Left — bubble schedule (before)
Batched sequential execution; GPU idle gaps.

Timeline: batched sequential execution with visible GPU idle gaps

Right — pipelined (Flash-MinerU)
Asynchronous pipeline; high utilization.

Timeline: asynchronous pipelined execution with high GPU utilization

📦 Installation

Basic installation (lightweight mode)

Suitable if you have already installed the inference backend manually (e.g., vLLM), or are using an image with a prebuilt environment:

pip install flash-mineru

Install with vLLM backend enabled (optional)

· · ·

**EXERCISE INSTRUCTIONS**
1. In the Flash-MinerU text, what command is given for the basic installation?
2. Extend the Flash-MinerU installation text, starting right after its last line.

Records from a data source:
· · ·

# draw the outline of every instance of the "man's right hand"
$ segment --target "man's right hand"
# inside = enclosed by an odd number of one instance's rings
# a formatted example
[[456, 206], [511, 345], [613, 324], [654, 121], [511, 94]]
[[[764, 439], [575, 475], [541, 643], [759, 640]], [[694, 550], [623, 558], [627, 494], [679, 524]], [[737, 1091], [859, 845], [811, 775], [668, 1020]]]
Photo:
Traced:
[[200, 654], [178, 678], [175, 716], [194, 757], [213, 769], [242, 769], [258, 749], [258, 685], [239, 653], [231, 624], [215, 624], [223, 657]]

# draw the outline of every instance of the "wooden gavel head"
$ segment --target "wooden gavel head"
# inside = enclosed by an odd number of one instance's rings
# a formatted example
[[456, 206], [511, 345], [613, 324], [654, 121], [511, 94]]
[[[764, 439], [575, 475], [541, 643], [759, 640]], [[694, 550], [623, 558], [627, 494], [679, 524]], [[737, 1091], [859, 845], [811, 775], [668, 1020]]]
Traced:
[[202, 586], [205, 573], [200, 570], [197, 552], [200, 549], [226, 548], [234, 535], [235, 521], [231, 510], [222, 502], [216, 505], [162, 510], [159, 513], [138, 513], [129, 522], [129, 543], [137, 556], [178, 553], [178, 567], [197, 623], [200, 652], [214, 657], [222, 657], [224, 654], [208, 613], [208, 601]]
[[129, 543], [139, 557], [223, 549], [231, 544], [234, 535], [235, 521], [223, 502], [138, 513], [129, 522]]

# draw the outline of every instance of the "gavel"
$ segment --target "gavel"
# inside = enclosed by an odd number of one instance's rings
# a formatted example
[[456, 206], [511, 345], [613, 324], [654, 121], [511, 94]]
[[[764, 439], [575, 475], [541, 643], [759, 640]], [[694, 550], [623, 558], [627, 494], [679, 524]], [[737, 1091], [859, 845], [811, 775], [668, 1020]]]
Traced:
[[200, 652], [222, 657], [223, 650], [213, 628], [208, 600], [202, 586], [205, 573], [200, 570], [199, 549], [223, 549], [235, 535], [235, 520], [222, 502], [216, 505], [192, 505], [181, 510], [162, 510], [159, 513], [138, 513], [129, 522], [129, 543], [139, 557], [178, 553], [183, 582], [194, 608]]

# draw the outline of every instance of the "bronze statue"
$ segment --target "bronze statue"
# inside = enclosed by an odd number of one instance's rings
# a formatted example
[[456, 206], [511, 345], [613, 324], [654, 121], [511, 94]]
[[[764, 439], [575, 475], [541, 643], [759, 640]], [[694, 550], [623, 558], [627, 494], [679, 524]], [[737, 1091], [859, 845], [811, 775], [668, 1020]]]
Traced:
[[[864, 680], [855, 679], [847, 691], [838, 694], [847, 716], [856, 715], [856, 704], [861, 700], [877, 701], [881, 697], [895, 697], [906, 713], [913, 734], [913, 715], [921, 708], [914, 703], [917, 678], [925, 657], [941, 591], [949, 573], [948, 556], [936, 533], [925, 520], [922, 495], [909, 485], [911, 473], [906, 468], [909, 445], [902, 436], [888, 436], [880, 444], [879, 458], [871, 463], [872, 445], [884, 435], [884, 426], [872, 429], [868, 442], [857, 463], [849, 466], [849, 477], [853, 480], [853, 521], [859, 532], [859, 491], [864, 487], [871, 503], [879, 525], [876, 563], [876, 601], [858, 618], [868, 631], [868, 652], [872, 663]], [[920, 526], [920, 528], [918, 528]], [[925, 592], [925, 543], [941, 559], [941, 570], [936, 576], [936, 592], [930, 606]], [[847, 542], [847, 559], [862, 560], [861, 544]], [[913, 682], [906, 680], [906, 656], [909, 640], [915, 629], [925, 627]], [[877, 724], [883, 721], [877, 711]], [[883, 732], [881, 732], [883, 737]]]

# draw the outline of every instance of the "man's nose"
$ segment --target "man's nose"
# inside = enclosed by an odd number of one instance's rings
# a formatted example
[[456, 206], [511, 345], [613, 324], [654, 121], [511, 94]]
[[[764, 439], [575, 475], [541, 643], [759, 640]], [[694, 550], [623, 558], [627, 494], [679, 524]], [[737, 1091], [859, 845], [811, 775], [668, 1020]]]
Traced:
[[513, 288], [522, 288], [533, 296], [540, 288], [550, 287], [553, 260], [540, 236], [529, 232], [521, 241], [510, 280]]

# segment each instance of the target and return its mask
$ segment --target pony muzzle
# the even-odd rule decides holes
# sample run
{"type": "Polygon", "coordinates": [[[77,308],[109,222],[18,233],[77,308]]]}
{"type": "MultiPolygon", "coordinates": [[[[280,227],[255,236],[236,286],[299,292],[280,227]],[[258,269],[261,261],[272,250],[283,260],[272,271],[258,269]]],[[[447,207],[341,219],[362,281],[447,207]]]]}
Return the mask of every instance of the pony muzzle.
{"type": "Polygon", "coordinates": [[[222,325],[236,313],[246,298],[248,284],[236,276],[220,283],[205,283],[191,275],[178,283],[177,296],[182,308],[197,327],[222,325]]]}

· · ·

**OUTPUTS BY TASK**
1. pip install flash-mineru

2.
If you want Flash-MinerU to install vLLM as the inference backend for you:

pip install flash-mineru[vllm]

🚀 Quickstart

Minimal Python API example

from flash_mineru import MineruEngine

# Path to PDFs
pdfs = [
    "resnet.pdf",
    "yolo.pdf",
    "text2sql.pdf",
]

engine = MineruEngine(
    model="<path_to_local>/MinerU2.5-2509-1.2B",
    # Model can be downloaded from https://huggingface.co/opendatalab/MinerU2.5-2509-1.2B
    batch_size=16,             # PDFs per logical batch; often choose a multiple of GPU count
    replicas=8,                # Parallel vLLM / model instances; often match GPU count
    num_gpus_per_replica=0.9,  # GPU memory fraction for vLLM KV cache per instance; 1.0 uses full VRAM headroom
    save_dir="outputs_mineru", # Output directory for parsed results
    inflight=4,                # Pipeline depth (v1.0.0 path); can raise on high-memory hosts with diminishing returns
)

# Legacy v0.0.4 sequential batching (deprecated): from flash_mineru import MineruEngineLegacy

results = engine.run(pdfs)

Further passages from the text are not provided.